From the records below, write out as a numbered list the lines starting with the one that contains "Note to the class: find the rolled-up" and going on through the one that contains "pixel 1158 137", both included and blank lines omitted.

- Material provided -
• • • • •

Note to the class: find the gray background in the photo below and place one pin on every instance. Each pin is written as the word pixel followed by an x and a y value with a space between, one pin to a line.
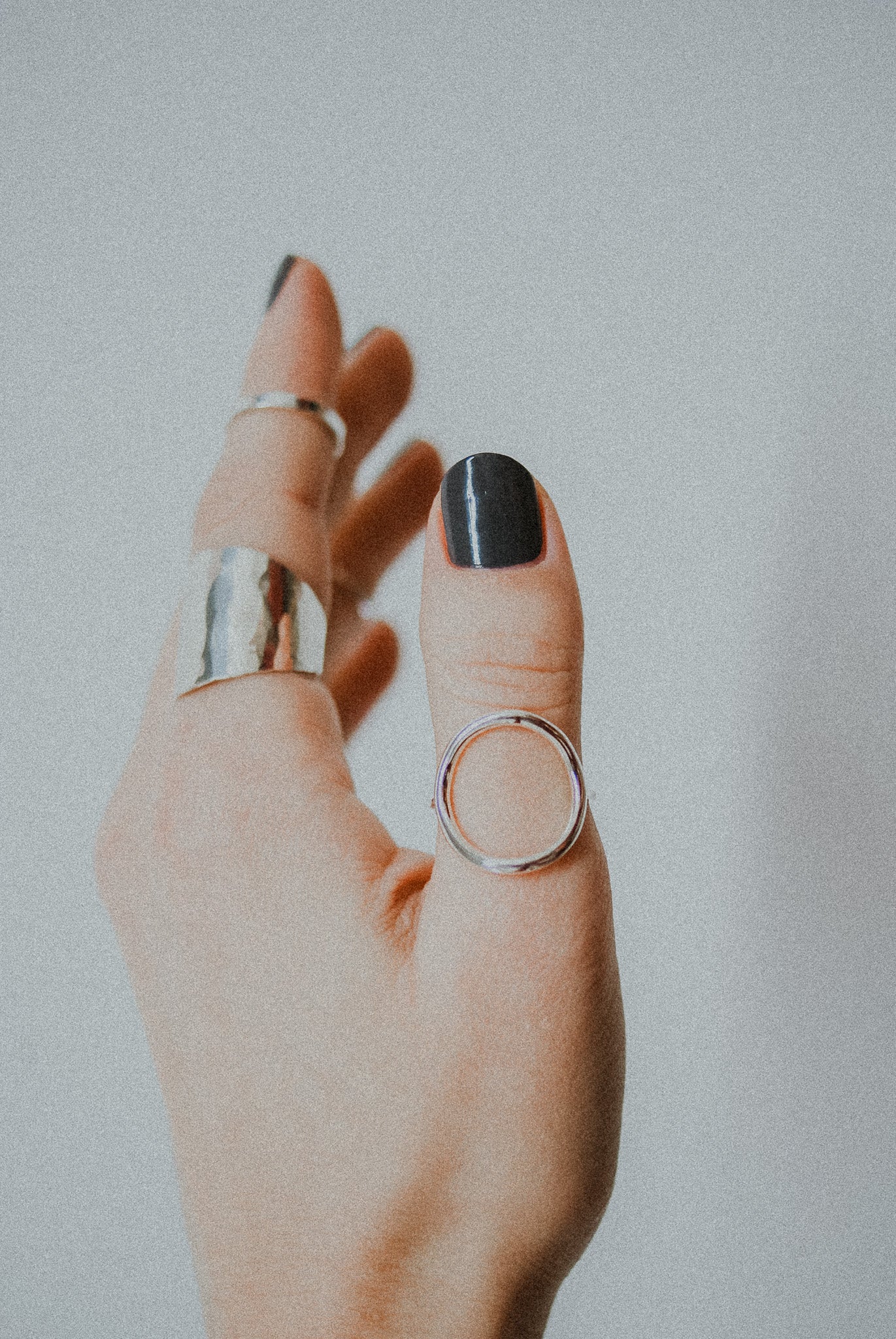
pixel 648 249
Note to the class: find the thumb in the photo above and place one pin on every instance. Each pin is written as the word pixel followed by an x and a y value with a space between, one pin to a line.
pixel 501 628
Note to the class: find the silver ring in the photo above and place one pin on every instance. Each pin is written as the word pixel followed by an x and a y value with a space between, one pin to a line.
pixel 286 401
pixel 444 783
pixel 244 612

• • • • •

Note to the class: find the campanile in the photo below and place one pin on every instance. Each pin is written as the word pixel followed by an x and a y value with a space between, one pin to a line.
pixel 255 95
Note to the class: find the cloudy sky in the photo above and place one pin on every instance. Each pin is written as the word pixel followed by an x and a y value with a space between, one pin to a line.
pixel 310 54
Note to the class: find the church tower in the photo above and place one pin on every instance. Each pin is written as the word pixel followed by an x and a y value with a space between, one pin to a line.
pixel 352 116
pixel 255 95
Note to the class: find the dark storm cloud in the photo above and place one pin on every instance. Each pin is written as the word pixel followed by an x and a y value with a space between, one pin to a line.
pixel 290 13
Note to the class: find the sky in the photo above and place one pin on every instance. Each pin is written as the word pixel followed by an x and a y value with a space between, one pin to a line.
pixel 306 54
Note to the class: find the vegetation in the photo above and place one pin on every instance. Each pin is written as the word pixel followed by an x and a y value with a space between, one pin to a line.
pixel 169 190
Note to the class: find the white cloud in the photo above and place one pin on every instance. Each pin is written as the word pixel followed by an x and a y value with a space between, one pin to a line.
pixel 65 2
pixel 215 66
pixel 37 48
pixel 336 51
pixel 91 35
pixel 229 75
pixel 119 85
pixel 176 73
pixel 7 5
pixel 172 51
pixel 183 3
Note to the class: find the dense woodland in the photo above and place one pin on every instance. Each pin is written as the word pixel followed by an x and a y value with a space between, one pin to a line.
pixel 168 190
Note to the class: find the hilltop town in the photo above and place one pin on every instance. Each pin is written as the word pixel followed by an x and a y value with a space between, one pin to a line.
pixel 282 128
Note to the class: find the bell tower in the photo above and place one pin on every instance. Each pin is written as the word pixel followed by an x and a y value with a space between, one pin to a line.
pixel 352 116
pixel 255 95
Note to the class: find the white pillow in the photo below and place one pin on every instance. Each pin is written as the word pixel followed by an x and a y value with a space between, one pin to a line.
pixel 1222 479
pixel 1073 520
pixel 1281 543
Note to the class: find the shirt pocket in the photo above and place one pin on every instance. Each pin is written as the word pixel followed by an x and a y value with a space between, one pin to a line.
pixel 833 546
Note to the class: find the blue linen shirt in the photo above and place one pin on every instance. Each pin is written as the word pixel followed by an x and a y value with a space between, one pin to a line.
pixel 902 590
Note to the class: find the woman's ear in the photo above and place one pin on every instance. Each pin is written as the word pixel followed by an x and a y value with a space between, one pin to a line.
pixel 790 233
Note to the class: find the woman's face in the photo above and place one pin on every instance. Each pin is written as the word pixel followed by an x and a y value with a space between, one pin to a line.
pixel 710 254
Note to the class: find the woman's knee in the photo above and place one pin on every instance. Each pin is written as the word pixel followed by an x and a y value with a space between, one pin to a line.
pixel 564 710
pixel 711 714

• • • • •

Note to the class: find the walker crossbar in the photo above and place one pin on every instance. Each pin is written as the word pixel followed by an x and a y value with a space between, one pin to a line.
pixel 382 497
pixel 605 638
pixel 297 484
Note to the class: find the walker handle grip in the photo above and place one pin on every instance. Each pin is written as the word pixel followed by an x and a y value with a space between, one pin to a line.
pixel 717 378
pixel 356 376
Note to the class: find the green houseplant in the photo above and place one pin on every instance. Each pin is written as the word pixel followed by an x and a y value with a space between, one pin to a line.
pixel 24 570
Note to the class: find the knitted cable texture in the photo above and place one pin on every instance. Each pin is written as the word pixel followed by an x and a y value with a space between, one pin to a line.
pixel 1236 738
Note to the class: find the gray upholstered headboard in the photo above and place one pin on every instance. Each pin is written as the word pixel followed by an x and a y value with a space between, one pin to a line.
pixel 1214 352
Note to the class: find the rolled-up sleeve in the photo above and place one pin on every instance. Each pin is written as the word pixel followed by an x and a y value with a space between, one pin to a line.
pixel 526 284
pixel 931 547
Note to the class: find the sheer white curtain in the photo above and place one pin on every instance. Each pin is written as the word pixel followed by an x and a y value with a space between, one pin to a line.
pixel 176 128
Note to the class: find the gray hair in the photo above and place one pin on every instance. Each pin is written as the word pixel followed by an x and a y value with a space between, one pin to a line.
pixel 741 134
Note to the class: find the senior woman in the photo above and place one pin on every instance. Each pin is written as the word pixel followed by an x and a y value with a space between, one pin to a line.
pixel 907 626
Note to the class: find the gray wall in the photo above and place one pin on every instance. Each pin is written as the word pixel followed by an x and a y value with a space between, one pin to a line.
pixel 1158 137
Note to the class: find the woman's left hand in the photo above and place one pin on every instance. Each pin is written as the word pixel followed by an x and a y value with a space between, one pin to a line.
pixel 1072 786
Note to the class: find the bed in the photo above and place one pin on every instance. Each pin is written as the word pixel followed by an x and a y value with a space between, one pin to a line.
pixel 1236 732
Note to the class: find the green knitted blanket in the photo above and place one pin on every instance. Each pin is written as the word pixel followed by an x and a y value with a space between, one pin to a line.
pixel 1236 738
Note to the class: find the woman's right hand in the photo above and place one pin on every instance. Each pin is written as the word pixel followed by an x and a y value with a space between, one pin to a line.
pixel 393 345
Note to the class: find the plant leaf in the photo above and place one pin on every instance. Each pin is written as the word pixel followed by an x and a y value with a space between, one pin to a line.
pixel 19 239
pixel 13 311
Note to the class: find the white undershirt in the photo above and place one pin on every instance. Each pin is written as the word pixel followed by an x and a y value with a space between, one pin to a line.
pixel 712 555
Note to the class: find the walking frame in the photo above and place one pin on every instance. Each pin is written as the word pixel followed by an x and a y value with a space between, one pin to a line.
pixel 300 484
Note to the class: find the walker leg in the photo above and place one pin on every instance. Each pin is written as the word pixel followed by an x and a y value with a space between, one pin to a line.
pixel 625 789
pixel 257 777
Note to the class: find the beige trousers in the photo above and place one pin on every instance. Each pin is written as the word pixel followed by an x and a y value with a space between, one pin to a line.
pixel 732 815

• • • • •

- Answer -
1. Note to the class: find the rolled-up sleeve in the photo above and place one pin on every instance. Each pin is written as the word pixel followed by an x and a y value with a space between, one pin to a line.
2. pixel 526 284
3. pixel 931 547
4. Note to the class: find the sheer white curtain in the photo above and place one pin on every instance. Each pin is written as the word pixel followed by an x and a y value with a space between, one pin to a line.
5. pixel 176 128
6. Note to the class: find the gray hair in the photo above and place one pin on every instance. Each pin is written as the word pixel followed by an x and a y value with a space between, one pin to a line.
7. pixel 741 134
8. Note to the class: find the senior woman in the photo above and place one pin on every instance. Each pin is written as the word pixel followed by an x and a y value with a space between, one pin to a line.
9. pixel 907 626
10. Note to the class: find the gray wall in the photo above and place one pin on every instance. Each pin is written as the word pixel followed by an x and a y value with a space between, one pin to a line.
11. pixel 1158 137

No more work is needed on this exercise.